Given instruction A >>
Translate this sentence from the text on community development finance institutions into Spanish: "Most lending by CDFIs is to microenterprises and social enterprises."
Given instruction B >>
Answer these questions using the text on community development finance institutions:
(i) How many employees does a small business have?
(ii) Which lenders does the text call "mainstream lenders"?
(iii) Besides working capital, what is one other purpose CDFIs finance?
Given instruction C >>
From the text on community development finance institutions, extract exactly the part that opens with the words containing "Who do CDFIs" and closes with "and social enterprises.".

Passage to read >>

○ ○ ○

What is a CDFI?
Community Development Finance Institutions (CDFIs) lend money to businesses, social enterprises and individuals who struggle to get finance from high street banks and loan companies. They help deprived communities by offering loans and support at an affordable rate to people who cannot access credit elsewhere.
Who do CDFIs help?
Most CDFIs are based within the UK’s most disadvantaged communities. They provide loans and support to:
- Microenterprises (businesses with less than 10 employees)
- Small businesses (with 10-49 employees)
- Medium businesses (with 50-249 employees)
- Social enterprises, community organisations or charities
- Individuals
CDFIs can serve one or several of these markets, but often they specialise in just one. Most lending by CDFIs is to microenterprises and social enterprises.
CDFIs traditionally provide loans to people who face barriers to accessing finance. For example, they may lend to individuals with a poor credit history or little collateral, or provide business loans to entrepreneurs with little business experience.
What do CDFIs finance?
CDFIs provide finance for a wide range of purposes, although these will vary according to each individual CDFI. They include:
- Working capital
- Bridging loans
- Property and equipment purchase
- Start up capital
- Business purchase
- Personal loans
- Home improvements*
- Back to work loans
Will a CDFI only lend to me if I’ve been turned down by a bank?
CDFIs will usually only lend to customers who have been unable to get the finance they need from a high street loan provider, such as a bank, building society or loan company (these are sometimes known as ‘mainstream lenders’). Some CDFIs require proof that the customer has been turned down by a mainstream lender.

○ ○ ○

Rows >>
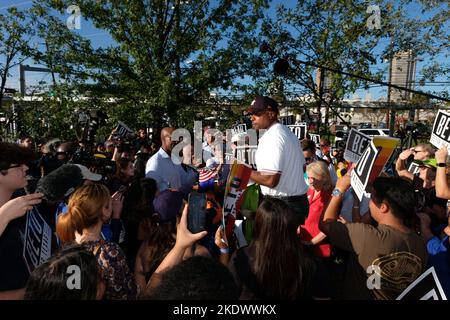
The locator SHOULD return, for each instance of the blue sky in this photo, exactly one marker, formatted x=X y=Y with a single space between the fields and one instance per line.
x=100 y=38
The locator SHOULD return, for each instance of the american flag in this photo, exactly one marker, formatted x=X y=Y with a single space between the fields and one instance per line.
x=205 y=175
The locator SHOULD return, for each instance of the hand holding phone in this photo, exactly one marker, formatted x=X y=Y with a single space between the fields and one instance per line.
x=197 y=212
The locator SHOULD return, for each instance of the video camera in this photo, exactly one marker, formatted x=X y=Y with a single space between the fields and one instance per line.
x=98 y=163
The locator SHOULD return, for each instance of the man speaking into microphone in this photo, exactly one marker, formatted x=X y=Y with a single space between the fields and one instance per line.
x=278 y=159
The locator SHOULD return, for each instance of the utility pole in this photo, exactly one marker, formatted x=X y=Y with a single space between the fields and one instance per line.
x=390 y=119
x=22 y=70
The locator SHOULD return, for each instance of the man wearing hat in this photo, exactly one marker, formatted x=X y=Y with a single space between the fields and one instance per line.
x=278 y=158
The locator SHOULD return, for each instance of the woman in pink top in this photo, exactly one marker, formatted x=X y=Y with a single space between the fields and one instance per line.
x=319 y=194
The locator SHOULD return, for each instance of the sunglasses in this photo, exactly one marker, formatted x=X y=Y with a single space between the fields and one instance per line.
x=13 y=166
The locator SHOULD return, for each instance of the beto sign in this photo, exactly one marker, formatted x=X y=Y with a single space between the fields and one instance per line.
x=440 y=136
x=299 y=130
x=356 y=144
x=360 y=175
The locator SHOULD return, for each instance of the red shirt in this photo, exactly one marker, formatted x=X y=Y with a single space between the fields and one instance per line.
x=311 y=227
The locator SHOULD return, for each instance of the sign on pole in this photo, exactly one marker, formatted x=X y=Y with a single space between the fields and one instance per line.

○ ○ ○

Solution A >>
La mayor parte de los préstamos de las CDFI se destina a microempresas y empresas sociales.

Solution B >>
(i) 10-49 employees.
(ii) High street loan providers, such as a bank, building society or loan company.
(iii) Bridging loans (others listed include property and equipment purchase, start up capital, business purchase, personal loans, home improvements and back to work loans).

Solution C >>
Who do CDFIs help?
Most CDFIs are based within the UK’s most disadvantaged communities. They provide loans and support to:
- Microenterprises (businesses with less than 10 employees)
- Small businesses (with 10-49 employees)
- Medium businesses (with 50-249 employees)
- Social enterprises, community organisations or charities
- Individuals
CDFIs can serve one or several of these markets, but often they specialise in just one. Most lending by CDFIs is to microenterprises and social enterprises.